Objectives -
[A] Repeat everything in the backpacking tips from "Like anything in" down to "should you take?", copying it word for word.
[B] Reproduce everything in the entries from the line that contains "Can you find the tuft" down to the end of the entries, including both the first and the last line.

··· Passage provided ···

Backpacking tips for beginners on the Hiking Trail

Make the most of your trip with our first time backpacking tips

Like anything in life, a bit of preparation goes a long way to ensuring success. Are you a newbie backpacker looking forward to throwing yourself into all the glorious landscapes, food and friendships of the Alpe Adria Trail?  Experienced through-hikers learn over time what is really necessary and what you can safely leave at home. But don’t worry, our first time backpacking tips will make sure you are properly prepared to have a good time on the trail.

Which backpack should you take?

You’ll be spending a lot of time up close and personal with this piece of kit so make sure you get the right backpack for your body and your needs. Outdoors gear technology has come a long way since the days of canvas knapsacks with metal frames. With tough yet ultralight fabrics, handy pockets and straps, and ergonomic designs, backpacks can actually be comfortable. Most of all, you need to find a backpack that is the right size and shape for your body, or can be easily adjusted to fit. Remember, most of the weight should be carried on the hips. On a long distance hike you will really notice the difference. 

The next question is the size of the backpack, which will depend on the type of trip, the conditions, and the equipment needed. Get a backpack with enough space but remember, if you take a backpack that is too big you will be tempted to fill it up! And a bulky backpack restricts freedom of movement and is more difficult to carry. Look for a pack made with durable, ultralight materials and a simple design. These usually have a large roll-top main compartment, minimalist padding, and exterior pockets for water bottle and things you need to hand during the day (hip belt pockets are handy).

··· Data in this exercise ···

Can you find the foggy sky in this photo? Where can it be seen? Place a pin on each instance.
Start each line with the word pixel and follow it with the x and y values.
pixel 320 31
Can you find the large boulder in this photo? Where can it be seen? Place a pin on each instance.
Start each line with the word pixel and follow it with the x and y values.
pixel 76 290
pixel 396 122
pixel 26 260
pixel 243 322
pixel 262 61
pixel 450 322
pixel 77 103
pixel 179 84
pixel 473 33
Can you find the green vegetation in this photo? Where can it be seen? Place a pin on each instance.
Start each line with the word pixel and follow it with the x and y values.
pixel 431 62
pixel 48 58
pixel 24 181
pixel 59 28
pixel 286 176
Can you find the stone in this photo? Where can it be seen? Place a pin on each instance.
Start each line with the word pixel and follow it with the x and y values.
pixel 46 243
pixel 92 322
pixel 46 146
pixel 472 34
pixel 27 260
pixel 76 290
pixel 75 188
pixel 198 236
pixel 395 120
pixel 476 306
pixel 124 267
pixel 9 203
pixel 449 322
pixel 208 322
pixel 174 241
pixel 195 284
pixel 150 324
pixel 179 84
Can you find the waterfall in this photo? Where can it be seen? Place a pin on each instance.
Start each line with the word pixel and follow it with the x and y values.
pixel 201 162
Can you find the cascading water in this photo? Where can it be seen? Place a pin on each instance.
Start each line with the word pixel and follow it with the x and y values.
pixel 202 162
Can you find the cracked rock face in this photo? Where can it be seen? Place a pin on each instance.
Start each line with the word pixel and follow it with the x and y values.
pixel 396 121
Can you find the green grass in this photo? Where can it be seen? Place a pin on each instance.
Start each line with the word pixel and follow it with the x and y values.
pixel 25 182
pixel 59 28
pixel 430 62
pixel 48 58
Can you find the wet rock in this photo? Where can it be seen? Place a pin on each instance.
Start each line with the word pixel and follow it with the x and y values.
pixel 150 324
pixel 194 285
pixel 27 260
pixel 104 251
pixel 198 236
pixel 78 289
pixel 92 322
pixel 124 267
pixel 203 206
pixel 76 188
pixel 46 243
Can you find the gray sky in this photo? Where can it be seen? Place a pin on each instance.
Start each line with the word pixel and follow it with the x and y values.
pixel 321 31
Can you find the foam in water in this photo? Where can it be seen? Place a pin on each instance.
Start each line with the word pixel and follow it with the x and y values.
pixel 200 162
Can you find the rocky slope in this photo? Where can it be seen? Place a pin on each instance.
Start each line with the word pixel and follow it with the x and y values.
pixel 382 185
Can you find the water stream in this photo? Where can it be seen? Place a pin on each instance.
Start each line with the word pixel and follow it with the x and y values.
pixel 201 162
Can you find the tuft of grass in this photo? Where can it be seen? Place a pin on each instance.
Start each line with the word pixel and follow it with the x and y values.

···

Answers in order -
[A]
Like anything in life, a bit of preparation goes a long way to ensuring success. Are you a newbie backpacker looking forward to throwing yourself into all the glorious landscapes, food and friendships of the Alpe Adria Trail?  Experienced through-hikers learn over time what is really necessary and what you can safely leave at home. But don’t worry, our first time backpacking tips will make sure you are properly prepared to have a good time on the trail.

Which backpack should you take?

[B]
Can you find the tuft of grass in this photo? Where can it be seen? Place a pin on each instance.
Start each line with the word pixel and follow it with the x and y values.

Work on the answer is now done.